#### [Aim of the task]
Would you output the entries below only from the line containing "Objective — set a marker on each instance of the gloved" through the line containing "windshield in this photo, one point per instance.", exactly as they stand and with both ends included?

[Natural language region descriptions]
--------------------------------------------------

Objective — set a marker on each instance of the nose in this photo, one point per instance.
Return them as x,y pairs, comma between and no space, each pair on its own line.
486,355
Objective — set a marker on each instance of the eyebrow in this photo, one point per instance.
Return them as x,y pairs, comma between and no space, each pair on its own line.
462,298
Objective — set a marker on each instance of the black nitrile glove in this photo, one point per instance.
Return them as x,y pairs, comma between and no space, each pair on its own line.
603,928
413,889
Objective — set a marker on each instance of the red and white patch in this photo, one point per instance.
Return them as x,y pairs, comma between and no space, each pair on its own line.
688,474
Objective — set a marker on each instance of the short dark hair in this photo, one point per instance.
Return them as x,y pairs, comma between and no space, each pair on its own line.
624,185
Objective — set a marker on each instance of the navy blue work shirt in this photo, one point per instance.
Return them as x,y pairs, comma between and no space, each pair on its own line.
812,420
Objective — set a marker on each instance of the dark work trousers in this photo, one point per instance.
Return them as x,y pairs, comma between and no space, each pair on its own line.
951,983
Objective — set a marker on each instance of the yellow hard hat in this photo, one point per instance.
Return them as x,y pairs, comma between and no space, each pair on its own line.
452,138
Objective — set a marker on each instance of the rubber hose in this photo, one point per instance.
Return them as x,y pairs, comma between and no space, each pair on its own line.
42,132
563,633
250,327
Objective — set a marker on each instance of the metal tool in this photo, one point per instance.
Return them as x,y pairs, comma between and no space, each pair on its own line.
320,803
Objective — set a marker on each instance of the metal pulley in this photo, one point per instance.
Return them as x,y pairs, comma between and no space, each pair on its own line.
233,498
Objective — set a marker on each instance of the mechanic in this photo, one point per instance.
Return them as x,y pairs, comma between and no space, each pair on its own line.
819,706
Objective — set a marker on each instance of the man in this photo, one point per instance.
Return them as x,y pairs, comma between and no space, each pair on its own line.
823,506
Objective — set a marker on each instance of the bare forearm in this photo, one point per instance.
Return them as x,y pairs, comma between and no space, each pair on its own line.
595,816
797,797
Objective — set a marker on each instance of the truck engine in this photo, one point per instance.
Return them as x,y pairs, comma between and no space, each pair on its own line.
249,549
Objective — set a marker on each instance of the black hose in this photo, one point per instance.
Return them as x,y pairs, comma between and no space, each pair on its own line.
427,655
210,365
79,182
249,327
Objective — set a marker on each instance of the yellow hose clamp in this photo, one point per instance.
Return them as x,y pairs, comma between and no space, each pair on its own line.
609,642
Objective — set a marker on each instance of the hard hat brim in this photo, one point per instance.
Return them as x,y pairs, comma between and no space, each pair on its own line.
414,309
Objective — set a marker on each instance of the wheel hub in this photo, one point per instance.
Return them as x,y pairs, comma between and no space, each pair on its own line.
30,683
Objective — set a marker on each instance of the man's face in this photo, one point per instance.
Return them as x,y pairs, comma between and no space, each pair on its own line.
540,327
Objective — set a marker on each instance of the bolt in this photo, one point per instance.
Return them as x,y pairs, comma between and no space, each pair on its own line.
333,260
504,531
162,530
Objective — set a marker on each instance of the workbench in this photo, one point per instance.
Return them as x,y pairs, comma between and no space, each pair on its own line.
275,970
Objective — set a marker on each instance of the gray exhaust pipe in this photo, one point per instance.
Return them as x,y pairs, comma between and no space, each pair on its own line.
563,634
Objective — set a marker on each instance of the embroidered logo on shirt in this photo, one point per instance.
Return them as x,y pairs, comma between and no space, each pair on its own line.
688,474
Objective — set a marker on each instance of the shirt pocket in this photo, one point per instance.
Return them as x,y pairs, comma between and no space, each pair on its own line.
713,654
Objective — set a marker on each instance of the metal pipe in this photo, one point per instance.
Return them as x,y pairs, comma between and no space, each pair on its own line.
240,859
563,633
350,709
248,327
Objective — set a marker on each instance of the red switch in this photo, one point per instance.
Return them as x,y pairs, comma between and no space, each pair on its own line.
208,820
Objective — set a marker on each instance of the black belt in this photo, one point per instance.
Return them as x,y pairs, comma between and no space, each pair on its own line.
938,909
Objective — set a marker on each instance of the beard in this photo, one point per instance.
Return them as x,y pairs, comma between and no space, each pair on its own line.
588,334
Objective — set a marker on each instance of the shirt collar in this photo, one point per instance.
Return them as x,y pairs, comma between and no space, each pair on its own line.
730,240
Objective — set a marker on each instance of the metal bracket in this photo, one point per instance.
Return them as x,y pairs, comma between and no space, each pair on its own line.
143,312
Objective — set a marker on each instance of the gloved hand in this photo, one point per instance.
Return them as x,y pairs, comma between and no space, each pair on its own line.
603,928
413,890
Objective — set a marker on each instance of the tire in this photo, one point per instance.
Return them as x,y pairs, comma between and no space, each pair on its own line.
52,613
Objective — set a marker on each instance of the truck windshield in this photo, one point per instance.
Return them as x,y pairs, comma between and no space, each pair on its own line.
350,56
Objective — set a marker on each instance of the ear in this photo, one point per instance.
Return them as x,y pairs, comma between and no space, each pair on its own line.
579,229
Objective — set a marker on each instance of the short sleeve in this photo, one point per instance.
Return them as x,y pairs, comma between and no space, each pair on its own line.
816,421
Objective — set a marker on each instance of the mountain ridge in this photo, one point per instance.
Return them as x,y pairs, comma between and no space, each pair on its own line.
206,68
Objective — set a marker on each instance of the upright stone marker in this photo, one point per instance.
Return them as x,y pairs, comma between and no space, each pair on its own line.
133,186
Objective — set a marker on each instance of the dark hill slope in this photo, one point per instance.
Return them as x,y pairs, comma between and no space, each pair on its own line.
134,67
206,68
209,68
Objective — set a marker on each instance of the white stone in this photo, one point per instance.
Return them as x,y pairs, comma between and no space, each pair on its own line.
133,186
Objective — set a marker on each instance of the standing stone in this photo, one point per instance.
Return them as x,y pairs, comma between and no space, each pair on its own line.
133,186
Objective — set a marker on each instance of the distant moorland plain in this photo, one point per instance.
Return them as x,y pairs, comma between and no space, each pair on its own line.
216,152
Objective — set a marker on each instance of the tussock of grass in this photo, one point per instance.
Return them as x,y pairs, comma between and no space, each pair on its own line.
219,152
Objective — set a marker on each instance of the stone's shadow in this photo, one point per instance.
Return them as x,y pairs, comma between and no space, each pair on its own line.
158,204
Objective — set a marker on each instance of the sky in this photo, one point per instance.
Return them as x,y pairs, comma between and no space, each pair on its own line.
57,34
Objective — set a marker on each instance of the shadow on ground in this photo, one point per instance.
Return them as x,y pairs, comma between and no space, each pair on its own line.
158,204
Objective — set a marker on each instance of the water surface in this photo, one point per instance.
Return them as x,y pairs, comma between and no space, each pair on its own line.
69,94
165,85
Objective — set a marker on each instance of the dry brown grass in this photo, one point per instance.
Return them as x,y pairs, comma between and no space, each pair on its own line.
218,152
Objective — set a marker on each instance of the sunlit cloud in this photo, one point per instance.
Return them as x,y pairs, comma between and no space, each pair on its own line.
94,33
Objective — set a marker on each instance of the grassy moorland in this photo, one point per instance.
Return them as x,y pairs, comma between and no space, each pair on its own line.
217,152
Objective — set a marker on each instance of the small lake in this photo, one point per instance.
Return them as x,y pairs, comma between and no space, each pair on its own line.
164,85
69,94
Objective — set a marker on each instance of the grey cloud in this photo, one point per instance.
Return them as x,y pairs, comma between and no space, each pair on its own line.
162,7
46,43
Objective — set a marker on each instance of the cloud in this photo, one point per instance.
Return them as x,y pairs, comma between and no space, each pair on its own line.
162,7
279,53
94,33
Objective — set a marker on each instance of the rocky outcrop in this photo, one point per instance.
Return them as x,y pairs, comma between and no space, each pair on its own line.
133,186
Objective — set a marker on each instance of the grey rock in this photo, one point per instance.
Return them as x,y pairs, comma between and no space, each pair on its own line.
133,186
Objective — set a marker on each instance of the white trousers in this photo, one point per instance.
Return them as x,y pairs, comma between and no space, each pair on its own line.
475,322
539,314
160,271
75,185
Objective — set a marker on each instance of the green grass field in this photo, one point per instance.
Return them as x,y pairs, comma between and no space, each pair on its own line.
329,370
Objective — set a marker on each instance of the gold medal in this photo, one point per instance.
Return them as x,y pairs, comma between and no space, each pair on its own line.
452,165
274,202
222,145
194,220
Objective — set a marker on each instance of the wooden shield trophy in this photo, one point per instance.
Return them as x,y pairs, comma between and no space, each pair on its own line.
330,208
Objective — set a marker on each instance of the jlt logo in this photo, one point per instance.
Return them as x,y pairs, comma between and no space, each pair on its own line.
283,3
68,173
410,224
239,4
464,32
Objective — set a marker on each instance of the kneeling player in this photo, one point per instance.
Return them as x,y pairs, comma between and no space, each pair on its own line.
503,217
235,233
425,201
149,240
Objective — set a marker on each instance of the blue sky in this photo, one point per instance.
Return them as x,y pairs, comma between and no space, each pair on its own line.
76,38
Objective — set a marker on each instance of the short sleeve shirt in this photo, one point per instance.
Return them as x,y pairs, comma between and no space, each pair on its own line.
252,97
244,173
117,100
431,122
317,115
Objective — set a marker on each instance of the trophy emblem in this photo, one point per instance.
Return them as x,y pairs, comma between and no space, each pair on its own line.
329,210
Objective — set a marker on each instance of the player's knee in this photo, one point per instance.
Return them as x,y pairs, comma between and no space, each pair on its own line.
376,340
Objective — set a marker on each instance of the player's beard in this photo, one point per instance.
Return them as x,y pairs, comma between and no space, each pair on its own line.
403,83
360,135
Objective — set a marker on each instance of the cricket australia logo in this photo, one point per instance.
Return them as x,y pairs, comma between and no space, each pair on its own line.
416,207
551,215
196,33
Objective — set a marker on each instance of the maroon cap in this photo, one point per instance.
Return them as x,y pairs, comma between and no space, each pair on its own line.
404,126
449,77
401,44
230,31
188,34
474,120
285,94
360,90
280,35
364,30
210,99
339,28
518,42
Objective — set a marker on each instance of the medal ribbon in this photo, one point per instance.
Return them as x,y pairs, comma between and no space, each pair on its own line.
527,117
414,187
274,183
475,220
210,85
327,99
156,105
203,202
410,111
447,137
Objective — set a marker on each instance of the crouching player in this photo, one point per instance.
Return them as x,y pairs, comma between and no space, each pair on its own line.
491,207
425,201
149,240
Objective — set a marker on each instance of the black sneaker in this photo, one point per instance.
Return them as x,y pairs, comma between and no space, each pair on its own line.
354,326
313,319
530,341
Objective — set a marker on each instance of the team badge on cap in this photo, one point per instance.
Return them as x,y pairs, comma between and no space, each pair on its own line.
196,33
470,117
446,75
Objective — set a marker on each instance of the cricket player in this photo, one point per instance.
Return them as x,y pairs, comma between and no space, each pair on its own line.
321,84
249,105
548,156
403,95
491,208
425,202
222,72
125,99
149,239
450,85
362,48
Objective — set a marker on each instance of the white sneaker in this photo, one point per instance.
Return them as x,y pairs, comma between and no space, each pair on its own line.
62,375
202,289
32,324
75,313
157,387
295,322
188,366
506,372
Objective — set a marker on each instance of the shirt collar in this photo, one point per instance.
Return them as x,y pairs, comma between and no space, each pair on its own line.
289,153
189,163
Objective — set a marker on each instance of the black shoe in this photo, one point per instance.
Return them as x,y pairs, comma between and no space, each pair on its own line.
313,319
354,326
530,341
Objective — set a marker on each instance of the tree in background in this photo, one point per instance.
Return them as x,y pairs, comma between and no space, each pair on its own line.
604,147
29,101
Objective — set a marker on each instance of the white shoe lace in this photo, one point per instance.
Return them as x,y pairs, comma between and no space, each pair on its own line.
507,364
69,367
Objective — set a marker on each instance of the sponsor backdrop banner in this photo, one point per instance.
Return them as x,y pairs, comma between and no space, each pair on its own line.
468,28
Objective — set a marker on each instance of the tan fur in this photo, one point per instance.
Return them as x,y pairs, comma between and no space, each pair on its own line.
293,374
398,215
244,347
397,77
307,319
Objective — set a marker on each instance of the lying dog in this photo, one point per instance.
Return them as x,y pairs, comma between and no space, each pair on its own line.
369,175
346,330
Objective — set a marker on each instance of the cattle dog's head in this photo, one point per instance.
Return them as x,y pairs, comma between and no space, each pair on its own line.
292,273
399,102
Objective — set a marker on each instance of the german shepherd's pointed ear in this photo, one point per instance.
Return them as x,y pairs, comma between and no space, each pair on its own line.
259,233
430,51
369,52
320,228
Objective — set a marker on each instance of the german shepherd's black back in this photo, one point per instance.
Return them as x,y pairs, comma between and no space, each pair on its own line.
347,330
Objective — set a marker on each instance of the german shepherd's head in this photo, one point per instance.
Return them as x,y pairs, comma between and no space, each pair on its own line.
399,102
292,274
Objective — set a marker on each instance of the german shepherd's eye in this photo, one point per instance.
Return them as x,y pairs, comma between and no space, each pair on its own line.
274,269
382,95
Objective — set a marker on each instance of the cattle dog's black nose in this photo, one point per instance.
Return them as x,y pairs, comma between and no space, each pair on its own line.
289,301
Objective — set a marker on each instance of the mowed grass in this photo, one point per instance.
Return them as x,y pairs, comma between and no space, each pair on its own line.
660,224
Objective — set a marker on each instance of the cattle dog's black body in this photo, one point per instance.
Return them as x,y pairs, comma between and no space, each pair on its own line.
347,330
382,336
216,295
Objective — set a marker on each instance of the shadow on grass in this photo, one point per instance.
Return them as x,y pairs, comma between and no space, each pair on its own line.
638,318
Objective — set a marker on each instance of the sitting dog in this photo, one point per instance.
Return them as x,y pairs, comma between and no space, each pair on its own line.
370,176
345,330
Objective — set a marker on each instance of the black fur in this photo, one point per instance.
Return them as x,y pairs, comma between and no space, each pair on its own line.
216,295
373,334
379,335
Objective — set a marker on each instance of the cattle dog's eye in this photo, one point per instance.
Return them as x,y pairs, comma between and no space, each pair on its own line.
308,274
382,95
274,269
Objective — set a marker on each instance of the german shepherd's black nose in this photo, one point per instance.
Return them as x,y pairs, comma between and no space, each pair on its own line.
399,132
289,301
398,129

--------------------------------------------------

#### [Output]
Objective — set a marker on each instance of the gloved hand in this photo, one point per instance.
Return them as x,y pairs, comma between and no space, each pair on its own line.
603,928
413,890
Objective — set a marker on each instance of the tire in this photo, one point per instance.
Return them as x,y pairs, comma between and no space, each pair on its own line.
52,613
Objective — set a marker on each instance of the truck windshield in this photo, one point per instance.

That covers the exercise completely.